Things to do -
1/ Duplicate the passage on polymer banknotes below word for word, from "Banknotes or currency" up to and including "difficult to counterfeit.".
2/ Go on with the article on polymer banknotes below, picking up after its last sentence.

Banknotes or currency notes have been traditionally printed on paper made from cotton rags. The cotton-based paper is coated with special lacquer, applied in a microscopically thin layer to repel dirt and moisture. Although this material is still used all over the world, it is gradually being replaced by notes of polymer or plastic.

Plastic banknotes are more durable since they are more difficult to tear, and more resistant to folding and micro-organisms. They also work better in ATMs and automated sorting operations. Although they are twice as expensive to produce, they last 2.5-4 times longer than notes printed on cotton-based substrate. Polymer notes are also difficult to counterfeit.

Australia was the first country to introduce polymer banknotes in 1988. By 1996, Australia had completely switched to these banknotes. Other countries that have completely polymerised their currency notes include Canada, the Maldives, Brunei, Mauritania, Nicaragua, New Zealand, Papua New Guinea, Romania and Vietnam. By 2019, more than 20 countries had partially switched over to polymer notes.

Our tryst with polymer

The saga of a failed attempt by the government and the RBI to introduce polymer notes in India started with a rather innocuous press release by the central bank on October 8, 2002, stating that it had no proposal to introduce polymer notes in place of paper notes. The clarification by the currency issuer, it is assumed, was in response to queries and market rumours that such a proposal was under consideration.

After a gap of seven years, in October 2009, the central bank did a volte-face on polymer notes by calling for an expression of interest (EoI) from global manufacturers for one billion pieces of polymer banknotes in the denomination of ₹10.

The annual reports of the RBI for FY 2009-10 and FY 2010-11 clearly talked about introducing polymer notes on a “field trial” basis, in select locations. So much so that, under the then RBI Governor, Duvvuri Subbarao, the central bank even commissioned a study by engaging The Energy and Resources Institute on the “environmental impact” of cotton-based bank notes vis-à-vis the polymer-based alternative.

While inaugurating the Bank Note Paper Mill at Mysuru in March 2010, Subbarao had said: “Considering the relatively long life of polymer notes and their amenability to recycling, the ‘carbon footprint’ of polymer notes vis-à-vis paper ban notes is likely to be on the plus side. Regardless, this is one of the issues that we will study during the pilot phase, and will embark on (using) polymer notes on a long-term basis only if the cost-benefit calculus is decidedly positive in all dimensions.”

Extracted material -

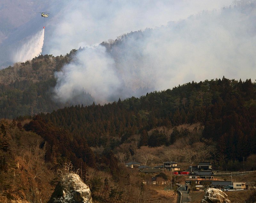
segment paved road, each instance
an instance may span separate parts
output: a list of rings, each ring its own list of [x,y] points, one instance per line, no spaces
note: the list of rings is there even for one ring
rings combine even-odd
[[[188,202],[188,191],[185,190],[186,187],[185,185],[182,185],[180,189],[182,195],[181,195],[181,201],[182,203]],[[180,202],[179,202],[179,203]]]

==

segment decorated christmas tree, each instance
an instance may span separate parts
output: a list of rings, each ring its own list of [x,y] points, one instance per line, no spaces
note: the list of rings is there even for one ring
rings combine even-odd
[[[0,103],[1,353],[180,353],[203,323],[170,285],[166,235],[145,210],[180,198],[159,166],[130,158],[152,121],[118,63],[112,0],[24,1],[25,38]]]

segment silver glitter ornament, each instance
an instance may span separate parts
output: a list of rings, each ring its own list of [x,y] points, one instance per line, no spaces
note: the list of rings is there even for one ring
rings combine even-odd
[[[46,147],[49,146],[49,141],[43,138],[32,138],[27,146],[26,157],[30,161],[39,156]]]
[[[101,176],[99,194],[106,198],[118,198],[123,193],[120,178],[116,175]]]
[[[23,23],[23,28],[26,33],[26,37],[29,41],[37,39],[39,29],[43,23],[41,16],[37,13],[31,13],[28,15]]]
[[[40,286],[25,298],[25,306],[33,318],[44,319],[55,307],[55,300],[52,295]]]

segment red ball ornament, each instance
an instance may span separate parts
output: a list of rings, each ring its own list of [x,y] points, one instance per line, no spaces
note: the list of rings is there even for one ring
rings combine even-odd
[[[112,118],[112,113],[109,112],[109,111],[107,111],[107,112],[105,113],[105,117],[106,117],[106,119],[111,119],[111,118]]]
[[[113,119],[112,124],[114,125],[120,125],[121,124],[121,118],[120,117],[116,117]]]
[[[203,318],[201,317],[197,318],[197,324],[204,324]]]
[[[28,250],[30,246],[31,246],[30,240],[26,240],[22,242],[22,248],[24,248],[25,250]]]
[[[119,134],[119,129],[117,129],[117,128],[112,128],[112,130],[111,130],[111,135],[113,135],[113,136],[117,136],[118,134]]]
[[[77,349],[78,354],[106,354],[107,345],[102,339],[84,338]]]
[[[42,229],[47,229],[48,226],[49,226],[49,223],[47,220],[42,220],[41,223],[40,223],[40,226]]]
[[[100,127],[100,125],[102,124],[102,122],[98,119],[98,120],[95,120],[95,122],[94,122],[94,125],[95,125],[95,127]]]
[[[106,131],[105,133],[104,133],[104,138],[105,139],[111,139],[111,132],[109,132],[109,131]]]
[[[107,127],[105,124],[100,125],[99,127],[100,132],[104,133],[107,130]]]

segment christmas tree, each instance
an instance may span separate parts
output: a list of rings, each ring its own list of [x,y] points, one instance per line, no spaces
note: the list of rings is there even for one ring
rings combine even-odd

* * *

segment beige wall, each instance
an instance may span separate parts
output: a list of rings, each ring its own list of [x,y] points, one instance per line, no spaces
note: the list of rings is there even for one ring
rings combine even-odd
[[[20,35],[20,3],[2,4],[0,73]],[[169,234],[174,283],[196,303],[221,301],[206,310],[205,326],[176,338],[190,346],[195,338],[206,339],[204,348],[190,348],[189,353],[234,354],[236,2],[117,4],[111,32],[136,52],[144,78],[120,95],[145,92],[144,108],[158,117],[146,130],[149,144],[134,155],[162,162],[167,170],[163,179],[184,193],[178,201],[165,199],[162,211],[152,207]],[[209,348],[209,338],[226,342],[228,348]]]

Answer set -
1/
Banknotes or currency notes have been traditionally printed on paper made from cotton rags. The cotton-based paper is coated with special lacquer, applied in a microscopically thin layer to repel dirt and moisture. Although this material is still used all over the world, it is gradually being replaced by notes of polymer or plastic.

Plastic banknotes are more durable since they are more difficult to tear, and more resistant to folding and micro-organisms. They also work better in ATMs and automated sorting operations. Although they are twice as expensive to produce, they last 2.5-4 times longer than notes printed on cotton-based substrate. Polymer notes are also difficult to counterfeit.

2/
In a written reply to the Rajya Sabha in March 2013, the then Minister of State for Finance, Namo Narain Meena, had disclosed that the “field trial” of polymer notes would be conducted in five cities — Kochi, Mysuru, Jaipur, Bhubaneswar and Shimla — identified on the basis of their geographic location and climatic diversity.

The RBI’s annual report for FY 2012-13 highlighted the relative advantages of polymer notes as cost effective, more secured and difficult to counterfeit. Then, the 2014-15 annual report mentioned that the request for proposal (RFP) for banknotes in the ₹10-denomination had been issued and its technical evaluation undertaken.

However, startlingly, owing to certain ‘technical infirmities’, the process of acquiring one billion pieces of banknotes could not be taken further. The central bank further stated that a committee was being constituted to evaluate means to elongate the life of bank notes.

The central bank, in its annual report for FY 2015-16, said that the project “field trial” of plastic notes in the denomination of ₹10 had been assigned to the Bharatiya Reserve Bank Note Mudran Private Ltd (BRBNMPL) and the government-owned Security Printing and Minting Corporation of India Ltd (SPMCIL).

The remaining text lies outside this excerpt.